Every entry below must be repeated exactly; skip the pictures.

________________________

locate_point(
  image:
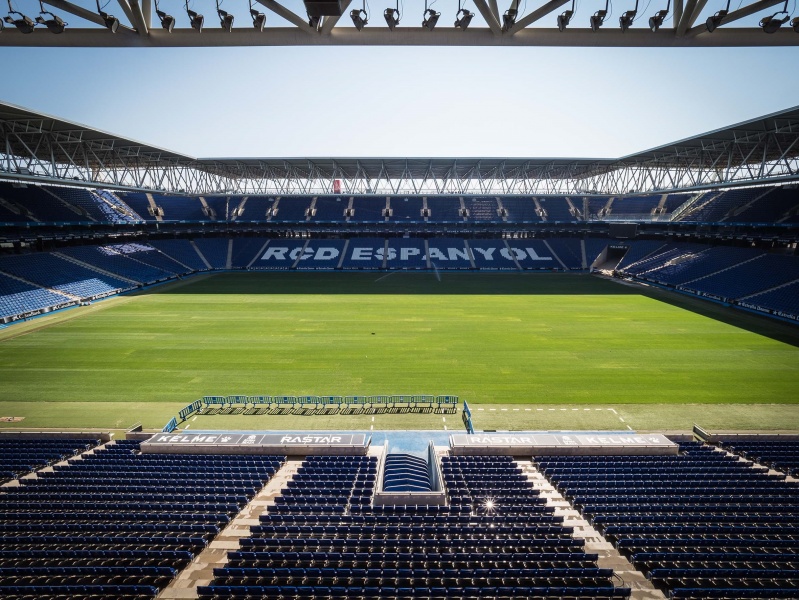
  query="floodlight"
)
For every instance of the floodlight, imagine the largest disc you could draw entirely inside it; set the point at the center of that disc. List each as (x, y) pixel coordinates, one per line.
(714, 21)
(111, 22)
(225, 18)
(564, 18)
(167, 21)
(392, 17)
(24, 23)
(509, 19)
(430, 19)
(628, 18)
(462, 19)
(657, 20)
(258, 19)
(196, 19)
(55, 24)
(773, 23)
(597, 19)
(359, 18)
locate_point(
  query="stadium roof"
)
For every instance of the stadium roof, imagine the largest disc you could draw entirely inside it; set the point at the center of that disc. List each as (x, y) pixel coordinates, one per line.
(492, 25)
(45, 148)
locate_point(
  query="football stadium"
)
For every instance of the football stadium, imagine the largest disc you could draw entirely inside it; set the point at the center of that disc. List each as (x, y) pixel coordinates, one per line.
(382, 378)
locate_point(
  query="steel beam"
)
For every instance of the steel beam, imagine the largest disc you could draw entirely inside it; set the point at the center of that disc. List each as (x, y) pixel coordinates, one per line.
(290, 16)
(736, 14)
(417, 36)
(81, 12)
(537, 14)
(330, 22)
(491, 20)
(138, 18)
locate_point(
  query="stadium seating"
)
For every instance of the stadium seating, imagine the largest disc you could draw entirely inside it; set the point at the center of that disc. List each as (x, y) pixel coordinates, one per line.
(323, 539)
(119, 259)
(557, 209)
(699, 525)
(781, 455)
(117, 524)
(19, 457)
(330, 209)
(406, 210)
(444, 209)
(139, 204)
(50, 271)
(482, 210)
(41, 203)
(717, 206)
(569, 251)
(368, 209)
(771, 207)
(288, 209)
(182, 251)
(763, 273)
(520, 209)
(18, 297)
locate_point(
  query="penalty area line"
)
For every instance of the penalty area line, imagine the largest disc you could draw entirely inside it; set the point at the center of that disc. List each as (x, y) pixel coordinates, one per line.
(382, 277)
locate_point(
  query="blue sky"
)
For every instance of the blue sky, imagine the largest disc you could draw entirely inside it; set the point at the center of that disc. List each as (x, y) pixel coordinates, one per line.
(395, 101)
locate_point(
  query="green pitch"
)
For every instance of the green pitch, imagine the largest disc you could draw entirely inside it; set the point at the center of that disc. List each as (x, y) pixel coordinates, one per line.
(506, 339)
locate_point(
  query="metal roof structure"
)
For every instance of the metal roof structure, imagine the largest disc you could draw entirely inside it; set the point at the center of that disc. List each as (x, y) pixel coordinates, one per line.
(683, 25)
(42, 148)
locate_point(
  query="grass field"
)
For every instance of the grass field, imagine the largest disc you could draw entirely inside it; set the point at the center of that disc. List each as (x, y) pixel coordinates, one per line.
(511, 340)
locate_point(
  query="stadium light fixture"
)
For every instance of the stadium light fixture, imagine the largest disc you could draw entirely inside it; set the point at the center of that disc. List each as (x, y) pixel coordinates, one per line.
(773, 23)
(463, 17)
(565, 18)
(55, 23)
(258, 18)
(167, 21)
(628, 18)
(509, 18)
(111, 22)
(196, 19)
(714, 21)
(24, 23)
(359, 16)
(430, 17)
(392, 16)
(598, 18)
(225, 18)
(657, 20)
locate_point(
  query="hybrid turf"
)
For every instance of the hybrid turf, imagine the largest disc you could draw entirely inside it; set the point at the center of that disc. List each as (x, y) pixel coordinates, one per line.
(489, 338)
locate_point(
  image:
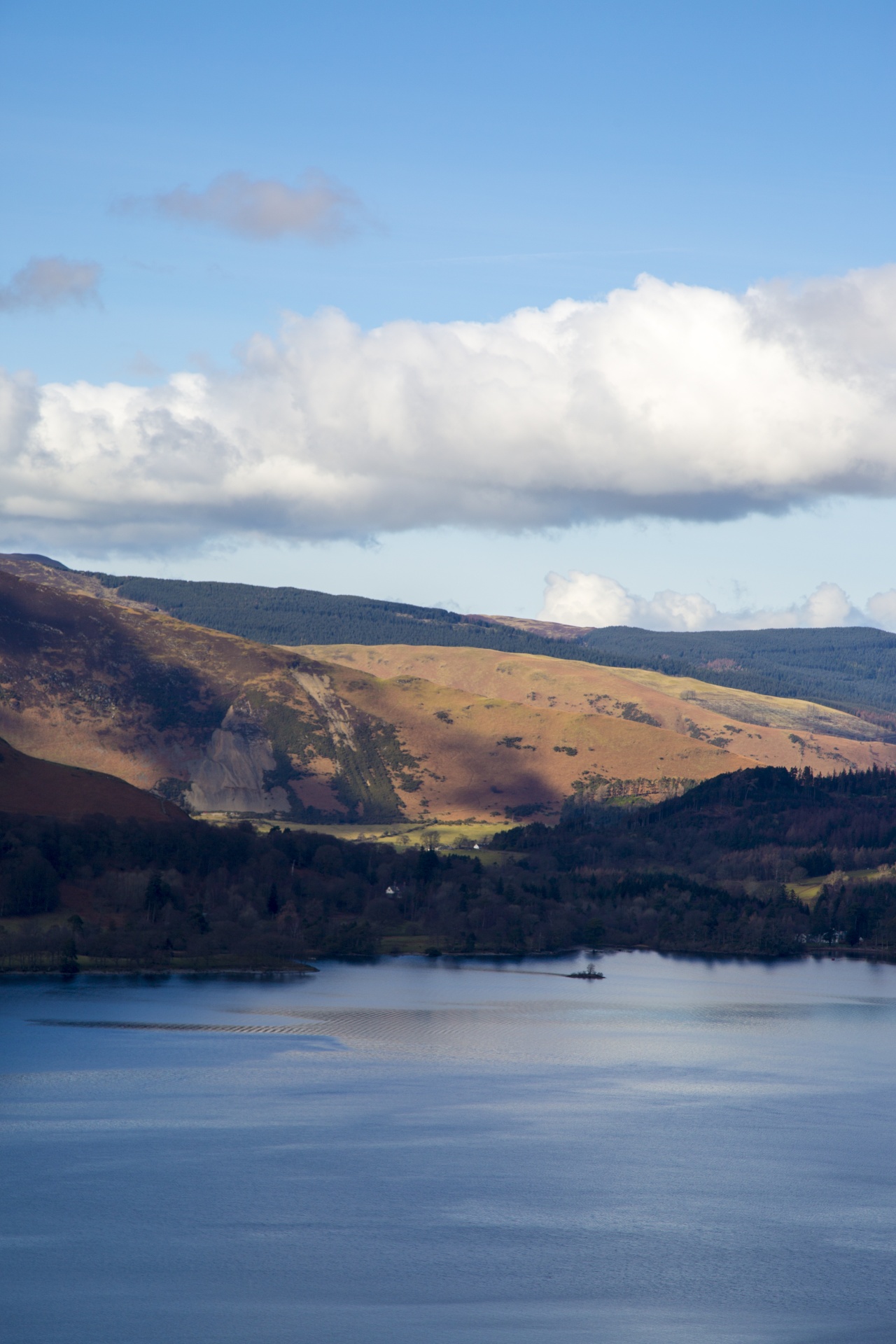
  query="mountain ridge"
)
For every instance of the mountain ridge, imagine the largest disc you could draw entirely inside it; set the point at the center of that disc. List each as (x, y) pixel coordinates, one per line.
(846, 668)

________________________

▸ **Finished task**
locate_point(
  image:
  query="floodlight"
)
For every instance of the floodlight, imagine the largest disc you could draw entirely inside it; set the point at the center of that disc. List each as (x, y) pixel coordinates, one per line.
(714, 21)
(111, 22)
(225, 18)
(564, 18)
(167, 21)
(392, 17)
(24, 23)
(509, 19)
(430, 19)
(628, 18)
(462, 19)
(657, 20)
(258, 19)
(196, 19)
(55, 24)
(773, 23)
(597, 19)
(359, 18)
locate_point(
  query="stadium roof"
)
For every instance of the stadium roof, imagine the largest disc you could draw entirely inside it; set the point at the center of that disc. List each as (x, y) pixel coordinates, one per line.
(492, 25)
(45, 148)
locate_point(
  query="football stadium"
)
For every instance of the football stadium, imagine the largest disc you could draw entirely inside it; set the point at the center of that disc. List each as (x, y) pixel coordinates, one per line.
(382, 378)
locate_point(
  query="steel beam"
)
For every instance of the steel beam, imagine the largest disc you could draw entirely inside it; set the point at the center of that disc. List each as (x, y) pixel coordinates, one per line.
(290, 16)
(736, 14)
(417, 36)
(81, 12)
(537, 14)
(330, 22)
(491, 20)
(138, 18)
locate_point(
  query="stadium seating"
)
For every instance of the stadium seating, imagine the largest disc you could draw entirely inside it; set the point at the center of that disc. List each as (x, y) pixel coordinates, one per line.
(323, 539)
(119, 259)
(557, 209)
(699, 525)
(781, 455)
(117, 524)
(19, 457)
(330, 209)
(406, 210)
(444, 209)
(139, 204)
(50, 271)
(482, 210)
(41, 203)
(717, 206)
(569, 251)
(368, 209)
(771, 207)
(288, 209)
(182, 251)
(763, 273)
(520, 209)
(18, 297)
locate_point(
  query="penalty area line"
)
For every instance of the penalty area line, imagine the largest disc you could draw entirely inside it; set the point at the center of that disc. List each as (x, y) pixel coordinates, one per line.
(382, 277)
locate_point(
  query="blue sky"
)
For every instance of the blue sky, imagine the largest disc you could draw entirely inside it; set the point at the center of that disc. List each as (x, y) pixel coordinates, one per line.
(395, 101)
locate_point(
  query="green pitch"
)
For every instance of the green pitch, imagine the largest disc you could draw entirely inside it; set the point at the center of that disc. List each as (x, y) pixel coordinates, one per line.
(506, 339)
locate_point(
  query="metal roof structure"
)
For every instance of the metal roof structure, imagine the largest disc you could draw entirely inside it; set the point at the center of that disc. List each as (x, y) pixel coordinates, one per line.
(683, 25)
(42, 148)
locate_point(
  query="grass field"
)
For every instance of the grass field, imagine the largest disc you could draw entirely inside it; set the point at the center of that disc. List each as (x, y) pixel coordinates, one per line.
(511, 340)
locate_point(
  query="stadium light fixture"
)
For every instance of the stadium light fixture, imagine the largest disc you could draw entirely inside it; set the point at the center of that disc. List each as (x, y) pixel coordinates, one per line.
(773, 23)
(463, 17)
(565, 18)
(55, 23)
(258, 18)
(167, 21)
(628, 18)
(509, 18)
(111, 22)
(196, 19)
(714, 21)
(24, 23)
(359, 16)
(430, 17)
(392, 16)
(598, 18)
(225, 18)
(657, 20)
locate_point(
  query="hybrid turf"
)
For every instance of the hybrid turf, imagine the largest disc you could draw entirely inside it; set the point at the center of that disc. List each as (x, y) pixel coordinates, one per line.
(489, 338)
locate_point(
  image:
  query="mountain ridge"
)
For every instance of the mountain ridge, imagine the largest disc you could draw entirely inside it; set the point at the center of that disc. List each as (x, y) pixel coordinates, one per line.
(846, 668)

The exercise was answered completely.